* _FRAGMENTO DADO_:
La consecución de la paz –y su
búsqueda– es como una corriente marina que pasa por debajo de la superficie del
libro. El problema es que para Camus la paz y la esperanza están entrelazadas.
Rieux le había preguntado a Tarrou si tenía “una idea del camino que había que
escoger para llegar a la paz. –Sí, la simpatía.” Cuando Rieux le pregunta a
Tarrou: “–¿Cree usted conocer todo en la vida? –preguntó Rieux. La respuesta
sonó en la oscuridad con la misma voz tranquila. –Sí.” Pero Tarrou, dice Rieux,
había vivido en el desgarramiento y la contradicción y no había conocido la
esperanza. Añade: “No puede haber paz sin esperanza.” Por eso Rieux, tras la
muerte de Tarreau, “creía saber que para él ya no habría paz posible”.
Cuando Tarreau muere, “las
lágrimas de la impotencia le impidieron ver”. Y estamos condenados a derramarlas,
si nos unimos a la Resistencia, porque debemos aceptar que lo que hacemos lo
hacemos solo por hacerlo y más allá de ahí, todo es en vano. No solo la paz
depende de la esperanza, sino la esperanza de la eficacia, y La peste atestigua
que no la hay.

* _INFORMACIÓN DADA_:
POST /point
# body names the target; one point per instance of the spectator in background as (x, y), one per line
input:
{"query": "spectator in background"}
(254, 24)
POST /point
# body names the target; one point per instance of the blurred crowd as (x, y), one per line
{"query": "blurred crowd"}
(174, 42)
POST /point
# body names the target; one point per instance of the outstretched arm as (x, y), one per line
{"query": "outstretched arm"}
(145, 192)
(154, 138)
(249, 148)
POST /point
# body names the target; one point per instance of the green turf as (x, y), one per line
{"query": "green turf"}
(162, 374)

* _QUÉ HACER A_: Copia cada pasaje que aparece entre comillas en el fragmento sobre La peste.
* _QUÉ HACER B_: Según el fragmento sobre La peste, ¿qué camino para llegar a la paz le indicó Tarrou a Rieux?
* _QUÉ HACER C_: Sigue escribiendo el fragmento sobre La peste desde su última oración.

* _RESULTADO A_:
- una idea del camino que había que escoger para llegar a la paz. –Sí, la simpatía.
- –¿Cree usted conocer todo en la vida? –preguntó Rieux. La respuesta sonó en la oscuridad con la misma voz tranquila. –Sí.
- No puede haber paz sin esperanza.
- creía saber que para él ya no habría paz posible
- las lágrimas de la impotencia le impidieron ver

* _RESULTADO B_: La simpatía.

* _RESULTADO C_:
Pero Camus ha demostrado que
esas lágrimas no son un argumento contra la acción. Cuando recibió el Premio
Nobel, señaló que era el honor y la carga del escritor “hacer mucho más que
escribir”. Este quizá sea el momento para señalar que Rieux siempre ha sido mi
modelo e inspiración como periodista y escritor. Estoy cansado de los
escritores que piensan que ellos –o “los medios”– tienen un impacto benéfico.
Intenta explicar a los que informamos desde Bosnia-Herzegovina durante tres
años mientras la “comunidad internacional” permitía –alentaba– la carnicería
que tuvimos algún “impacto”. No tuvimos ninguno. O a los que insistimos en que
el camino a la invasión de Irak en 2003 se basaba en mentiras; si no se nos
censuraba, tampoco teníamos ningún efecto. Pero eso no quiere decir que “no
escribamos”. Lo que la mayor parte de nuestra profesión hace en un negocio
generalmente corrupto e inmoral es seguir una línea recta y ceñirse a la
verdad, al margen de la eficacia que eso tenga. ¿Intenta Rieux salvar al hijo de
Othon, sabiendo que fracasará? Por supuesto. Sí. Rieux le dice que “no se trata
de heroísmo. Se trata solamente de honestidad. [...] No sé que es, en general.
Pero, en mi caso, sé que no es más que hacer mi oficio”.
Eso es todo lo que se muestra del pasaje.